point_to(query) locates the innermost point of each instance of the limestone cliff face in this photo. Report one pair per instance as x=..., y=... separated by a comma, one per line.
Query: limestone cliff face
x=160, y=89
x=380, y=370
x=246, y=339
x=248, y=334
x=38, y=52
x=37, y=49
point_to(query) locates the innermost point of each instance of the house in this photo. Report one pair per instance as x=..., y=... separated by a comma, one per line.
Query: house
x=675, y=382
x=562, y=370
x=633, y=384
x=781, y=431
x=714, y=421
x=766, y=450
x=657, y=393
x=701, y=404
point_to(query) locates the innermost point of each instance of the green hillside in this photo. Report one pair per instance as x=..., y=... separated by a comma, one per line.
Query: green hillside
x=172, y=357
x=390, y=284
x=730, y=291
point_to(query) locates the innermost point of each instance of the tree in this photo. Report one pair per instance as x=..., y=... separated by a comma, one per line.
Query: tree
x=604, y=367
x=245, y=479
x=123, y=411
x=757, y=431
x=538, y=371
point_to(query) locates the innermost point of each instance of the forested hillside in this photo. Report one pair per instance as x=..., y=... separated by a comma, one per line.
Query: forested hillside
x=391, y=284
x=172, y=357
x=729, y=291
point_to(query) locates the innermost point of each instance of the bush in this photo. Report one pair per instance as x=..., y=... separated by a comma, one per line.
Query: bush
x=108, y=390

= = = = = = =

=== WRITTEN EXERCISE ===
Rewrite all the lines above, replacing "innermost" with "central" and leaving everything else unchanged.

=== TASK RESULT ===
point_to(query) locates the central point of each instance of the limestone cliff face in this photo. Report one pair per instance as x=..., y=... separated by a comma, one per line.
Query: limestone cliff face
x=160, y=89
x=380, y=370
x=246, y=339
x=248, y=334
x=38, y=52
x=37, y=49
point_to(query) locates the central point of each instance of the house in this photo. Report one pair per instance as x=..., y=... separated by a comma, one per line.
Query: house
x=675, y=382
x=562, y=370
x=633, y=384
x=781, y=431
x=714, y=421
x=766, y=450
x=657, y=393
x=701, y=404
point_to(query) locates the central point of each instance of the green hillside in this photo. Report one pair per instance as x=..., y=... separated by a comma, one per line.
Query: green hillside
x=172, y=357
x=390, y=284
x=730, y=291
point_to(query) locates the central point of each instance of the tree in this photo. Report one pair per instance as x=..., y=... separated by a comma, one per line.
Query: tree
x=604, y=367
x=245, y=479
x=123, y=411
x=757, y=431
x=538, y=371
point_to(query) locates the central point of each instance of the forested hillside in this photo. Report one pair per instance as x=..., y=... separated by a comma, one per line.
Query: forested hillside
x=391, y=284
x=172, y=357
x=729, y=291
point_to(query) locates the central point of each instance of the bush in this photo. Report one pair per instance as x=..., y=... separated by a comma, one per line.
Query: bush
x=108, y=390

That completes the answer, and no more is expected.